%%

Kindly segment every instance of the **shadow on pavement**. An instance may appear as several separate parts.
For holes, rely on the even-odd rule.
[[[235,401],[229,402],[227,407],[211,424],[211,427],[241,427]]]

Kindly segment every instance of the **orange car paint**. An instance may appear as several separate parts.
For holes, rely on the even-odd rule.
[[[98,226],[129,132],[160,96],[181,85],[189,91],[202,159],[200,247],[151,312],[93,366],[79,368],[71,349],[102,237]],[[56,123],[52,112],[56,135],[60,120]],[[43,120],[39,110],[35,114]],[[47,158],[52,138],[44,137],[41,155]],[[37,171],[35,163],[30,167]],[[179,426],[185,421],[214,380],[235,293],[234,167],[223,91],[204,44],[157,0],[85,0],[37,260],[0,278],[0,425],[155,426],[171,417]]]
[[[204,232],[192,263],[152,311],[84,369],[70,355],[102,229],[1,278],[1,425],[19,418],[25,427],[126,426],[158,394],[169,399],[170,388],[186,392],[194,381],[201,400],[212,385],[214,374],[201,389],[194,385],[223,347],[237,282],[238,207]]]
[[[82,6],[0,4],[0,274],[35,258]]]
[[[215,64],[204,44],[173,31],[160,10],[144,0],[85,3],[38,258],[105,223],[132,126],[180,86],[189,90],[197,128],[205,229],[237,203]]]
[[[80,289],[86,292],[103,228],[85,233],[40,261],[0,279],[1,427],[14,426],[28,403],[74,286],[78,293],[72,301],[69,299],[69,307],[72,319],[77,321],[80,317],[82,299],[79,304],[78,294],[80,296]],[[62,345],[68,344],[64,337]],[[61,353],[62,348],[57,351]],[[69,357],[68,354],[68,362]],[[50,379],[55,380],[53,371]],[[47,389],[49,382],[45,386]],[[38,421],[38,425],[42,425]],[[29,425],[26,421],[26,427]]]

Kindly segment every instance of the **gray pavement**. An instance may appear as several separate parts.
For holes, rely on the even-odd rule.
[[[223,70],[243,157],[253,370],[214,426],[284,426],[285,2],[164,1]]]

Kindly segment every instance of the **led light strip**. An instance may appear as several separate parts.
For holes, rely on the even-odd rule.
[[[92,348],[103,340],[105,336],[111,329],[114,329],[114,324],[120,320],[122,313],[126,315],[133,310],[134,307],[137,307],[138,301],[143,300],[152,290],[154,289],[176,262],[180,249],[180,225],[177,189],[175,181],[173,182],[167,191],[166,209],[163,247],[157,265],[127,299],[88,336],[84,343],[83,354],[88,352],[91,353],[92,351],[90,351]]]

%%

# Given exercise
Copy the material word for word, starting at its first line and stopping after the line that contains "[[[235,401],[229,402],[227,407],[211,424],[211,427],[241,427]]]", with both of those lines included.

# Answer to the problem
Kindly segment every instance of the **shadow on pavement**. An instance may appear as several separate parts.
For holes, rely on the even-odd rule.
[[[235,401],[229,402],[227,407],[211,424],[211,427],[241,427]]]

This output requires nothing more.